### What this task involves
Copy all of the records below line for line, without changing anything, but leave the pictures out.

────────────────

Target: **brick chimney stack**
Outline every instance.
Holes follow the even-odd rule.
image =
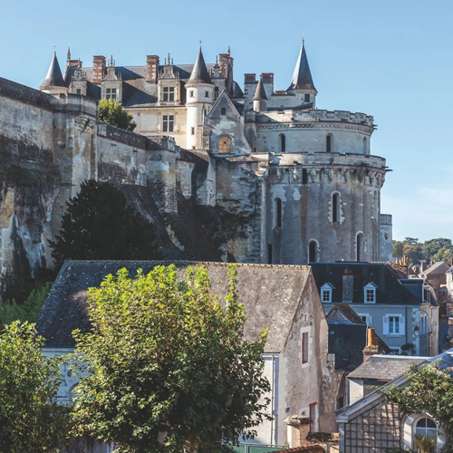
[[[92,79],[93,83],[101,83],[105,74],[105,57],[102,55],[93,56],[92,68],[94,72],[94,77]]]
[[[381,354],[382,349],[379,343],[379,338],[372,327],[367,329],[367,345],[363,349],[363,361],[366,361],[371,355]]]
[[[146,57],[146,81],[155,83],[158,82],[159,59],[158,55],[147,55]]]

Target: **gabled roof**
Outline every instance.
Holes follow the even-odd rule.
[[[187,267],[205,265],[212,291],[222,301],[227,292],[227,265],[189,261],[67,261],[63,264],[38,316],[36,328],[49,347],[72,347],[74,329],[87,332],[87,289],[99,286],[109,274],[125,267],[134,276],[156,265],[174,264],[182,277]],[[237,265],[237,294],[246,306],[245,339],[255,341],[268,328],[266,352],[279,352],[285,344],[293,320],[304,303],[302,294],[311,274],[303,265]],[[311,277],[310,277],[311,278]],[[278,301],[278,303],[276,303]],[[320,308],[321,309],[321,308]]]
[[[372,355],[361,366],[348,374],[348,379],[390,381],[406,372],[412,363],[419,365],[426,360],[426,357]]]
[[[256,91],[255,92],[254,101],[268,101],[265,95],[265,85],[263,83],[263,77],[259,76],[258,84],[256,85]]]
[[[188,83],[211,83],[211,79],[209,78],[209,73],[207,72],[207,69],[206,67],[201,47],[199,48],[197,61],[195,62],[192,73],[190,74]]]
[[[428,269],[423,271],[422,275],[429,275],[430,274],[445,274],[448,271],[449,268],[450,266],[447,263],[444,263],[443,261],[438,261],[437,263],[434,263],[434,265],[430,265]]]
[[[51,65],[44,81],[41,83],[39,87],[41,90],[45,90],[46,88],[55,87],[55,86],[64,86],[64,80],[63,78],[62,70],[60,69],[60,64],[58,64],[58,59],[56,57],[56,52],[53,53],[53,57],[52,58]]]
[[[417,297],[400,282],[399,274],[385,263],[313,263],[314,281],[318,290],[325,283],[334,286],[332,290],[332,302],[343,302],[343,275],[353,277],[353,304],[363,304],[363,288],[370,283],[376,287],[376,304],[420,304],[422,292]]]
[[[313,82],[312,72],[310,72],[304,40],[302,41],[301,51],[295,63],[294,73],[286,92],[293,92],[294,90],[316,90]]]

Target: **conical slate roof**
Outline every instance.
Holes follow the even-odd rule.
[[[259,76],[256,91],[255,92],[254,101],[268,101],[265,95],[265,85],[263,84],[263,77]]]
[[[295,63],[294,73],[293,74],[293,79],[291,80],[291,85],[286,92],[292,92],[293,90],[316,90],[313,82],[312,72],[310,72],[304,41],[302,42],[299,58]]]
[[[201,52],[201,47],[198,51],[198,55],[197,56],[197,61],[195,62],[194,68],[192,69],[192,73],[188,79],[188,83],[210,83],[211,79],[207,73],[207,69],[206,67],[205,59],[203,58],[203,53]]]
[[[43,90],[53,86],[64,86],[64,80],[62,75],[60,64],[58,64],[56,52],[53,53],[53,58],[52,59],[51,66],[47,72],[44,82],[41,83],[39,88]]]

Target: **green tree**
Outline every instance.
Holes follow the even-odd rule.
[[[411,365],[404,389],[382,390],[387,401],[397,403],[406,413],[429,414],[444,429],[447,445],[443,451],[453,451],[453,379],[451,369],[440,370],[439,361],[420,368]]]
[[[41,351],[33,324],[14,322],[0,334],[0,451],[59,451],[68,409],[56,402],[59,361]]]
[[[51,287],[50,282],[38,284],[32,290],[24,304],[17,304],[13,299],[11,302],[0,304],[0,331],[4,325],[10,324],[13,321],[35,323]]]
[[[126,129],[130,131],[137,126],[133,120],[132,115],[114,99],[103,99],[100,101],[98,111],[99,120],[108,124],[111,124],[112,126],[117,126],[118,128]]]
[[[62,229],[50,242],[60,264],[71,259],[156,259],[156,229],[107,182],[84,181],[67,203]]]
[[[421,246],[421,255],[423,259],[433,259],[434,255],[444,246],[453,248],[451,239],[445,237],[438,237],[437,239],[429,239]]]
[[[122,453],[212,453],[221,440],[253,437],[269,402],[265,332],[243,339],[234,265],[228,281],[225,304],[205,267],[188,268],[182,281],[174,265],[133,279],[122,269],[91,288],[93,329],[75,333],[86,365],[77,370],[73,433]]]

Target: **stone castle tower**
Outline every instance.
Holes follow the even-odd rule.
[[[20,247],[17,256],[32,273],[49,265],[47,241],[58,233],[64,200],[87,178],[128,194],[148,188],[165,218],[145,198],[133,201],[163,222],[162,243],[172,244],[180,258],[294,265],[390,259],[391,217],[381,215],[388,168],[371,154],[373,118],[317,107],[304,43],[286,90],[275,90],[272,72],[258,79],[246,73],[241,88],[233,69],[229,49],[215,63],[206,63],[200,48],[192,64],[176,64],[169,54],[164,64],[148,55],[143,66],[117,66],[113,57],[96,55],[92,67],[68,52],[63,72],[53,55],[42,92],[0,79],[0,107],[11,113],[0,118],[4,161],[27,172],[45,156],[43,169],[52,168],[53,178],[52,187],[39,186],[48,193],[35,194],[39,212],[23,208],[18,194],[26,190],[19,180],[13,192],[3,181],[9,188],[0,221],[17,237],[1,243],[2,275],[13,272]],[[136,133],[100,123],[101,99],[120,102]],[[16,151],[32,145],[34,157]],[[46,207],[47,198],[57,202]],[[191,228],[198,234],[189,239]]]

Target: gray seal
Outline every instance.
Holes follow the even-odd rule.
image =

────────────────

### Solution for this task
Target: **brick chimney stack**
Outline every instance.
Holes follow the even-odd rule.
image =
[[[92,79],[93,83],[101,83],[105,74],[105,57],[102,55],[93,56],[92,68],[94,72],[94,77]]]
[[[381,354],[382,349],[379,343],[379,338],[372,327],[367,329],[367,345],[363,349],[363,361],[366,361],[371,355]]]
[[[146,57],[146,81],[155,83],[158,82],[159,59],[158,55],[147,55]]]

Target: **gabled roof**
Outline every instance.
Holes follow the even-odd rule.
[[[187,267],[205,265],[212,291],[222,301],[227,292],[227,265],[189,261],[67,261],[63,264],[38,316],[36,328],[49,347],[72,347],[74,329],[87,332],[87,289],[99,286],[109,274],[125,267],[134,276],[156,265],[174,264],[182,277]],[[237,265],[237,294],[246,306],[245,339],[255,341],[268,328],[266,352],[279,352],[285,344],[293,320],[304,303],[302,294],[311,274],[303,265]],[[311,277],[310,277],[311,278]],[[278,301],[278,303],[276,303]],[[320,308],[321,309],[321,308]]]
[[[372,355],[361,366],[348,374],[348,379],[390,381],[406,372],[412,363],[419,365],[426,360],[426,357]]]
[[[256,91],[255,92],[254,101],[268,101],[265,95],[265,85],[263,83],[263,77],[259,76],[258,84],[256,85]]]
[[[188,83],[211,83],[211,79],[209,78],[209,73],[207,72],[207,69],[206,67],[201,47],[199,48],[197,61],[195,62],[192,73],[190,74]]]
[[[428,269],[423,271],[422,275],[429,275],[430,274],[445,274],[448,271],[449,268],[450,266],[447,263],[444,263],[443,261],[438,261],[437,263],[434,263],[434,265],[430,265]]]
[[[51,65],[44,81],[41,83],[39,87],[41,90],[45,90],[46,88],[55,87],[55,86],[64,86],[64,80],[63,78],[62,70],[60,69],[60,64],[58,64],[58,59],[56,57],[56,52],[53,53],[53,57],[52,58]]]
[[[417,297],[400,282],[399,274],[385,263],[313,263],[314,281],[318,290],[325,283],[334,286],[332,290],[332,302],[343,302],[343,275],[353,277],[353,304],[363,304],[363,288],[370,283],[376,287],[376,304],[420,304],[422,292]]]
[[[313,82],[312,72],[310,72],[304,40],[302,41],[301,51],[295,63],[294,73],[286,92],[293,92],[294,90],[316,90]]]

Target: **conical slate roof**
Outline every instance.
Holes follow the even-odd rule.
[[[259,76],[256,91],[255,92],[254,101],[268,101],[265,95],[265,85],[263,84],[263,77]]]
[[[295,63],[294,73],[293,74],[293,79],[291,80],[291,85],[286,92],[292,92],[293,90],[316,90],[313,82],[312,72],[310,72],[304,41],[302,42],[299,58]]]
[[[201,52],[201,47],[198,51],[198,55],[197,56],[197,61],[195,62],[194,68],[192,69],[192,73],[188,79],[188,83],[210,83],[211,79],[207,73],[207,69],[206,67],[205,59],[203,58],[203,53]]]
[[[43,90],[53,86],[64,86],[64,80],[62,75],[60,64],[58,64],[56,52],[53,53],[53,58],[52,59],[51,66],[47,72],[44,82],[41,83],[39,88]]]

Target: **green tree**
Outline every instance.
Holes follow the even-odd rule.
[[[411,365],[404,389],[382,390],[387,401],[397,403],[406,413],[429,414],[444,429],[447,445],[443,451],[453,451],[453,379],[451,369],[440,370],[439,361],[420,368]]]
[[[41,351],[33,324],[14,322],[0,334],[0,451],[59,451],[68,409],[56,402],[59,361]]]
[[[51,287],[50,282],[38,284],[32,290],[24,304],[17,304],[13,299],[11,302],[0,304],[0,331],[4,325],[10,324],[13,321],[35,323]]]
[[[126,129],[130,131],[137,126],[133,120],[132,115],[114,99],[103,99],[100,101],[98,111],[99,120],[108,124],[111,124],[112,126],[117,126],[118,128]]]
[[[62,229],[50,242],[60,264],[71,259],[156,259],[156,229],[107,182],[84,181],[67,203]]]
[[[421,246],[421,255],[423,259],[433,259],[434,255],[444,246],[453,248],[451,239],[445,237],[438,237],[437,239],[429,239]]]
[[[122,453],[212,453],[221,440],[253,437],[269,402],[265,332],[243,339],[234,265],[228,281],[225,304],[205,267],[188,268],[182,281],[174,265],[133,279],[122,269],[91,288],[93,329],[75,333],[86,365],[77,370],[73,433]]]

Target: **stone castle tower**
Outline every instance.
Holes follow the even-odd rule.
[[[20,247],[17,256],[32,273],[49,265],[47,241],[58,233],[64,200],[87,178],[128,194],[148,188],[165,218],[145,198],[133,201],[163,222],[162,243],[172,244],[180,258],[294,265],[390,259],[391,217],[381,215],[388,168],[371,154],[373,118],[317,107],[304,43],[286,90],[275,90],[272,72],[258,79],[246,73],[241,88],[233,69],[229,49],[215,63],[206,63],[200,48],[192,64],[176,64],[169,54],[164,64],[148,55],[143,66],[117,66],[113,57],[96,55],[92,67],[68,52],[63,72],[53,55],[42,92],[0,79],[0,107],[11,113],[0,118],[4,161],[27,172],[45,156],[43,169],[52,168],[53,178],[52,187],[39,186],[48,193],[35,194],[39,212],[23,208],[18,194],[26,190],[19,180],[13,192],[3,181],[9,188],[0,221],[17,237],[1,243],[2,275],[13,272]],[[136,133],[100,123],[101,99],[120,102]],[[16,151],[32,145],[34,157]],[[46,207],[47,198],[57,202]],[[191,228],[198,234],[189,239]]]

Target: gray seal
Outline every instance.
Holes follow the even-odd rule.
image =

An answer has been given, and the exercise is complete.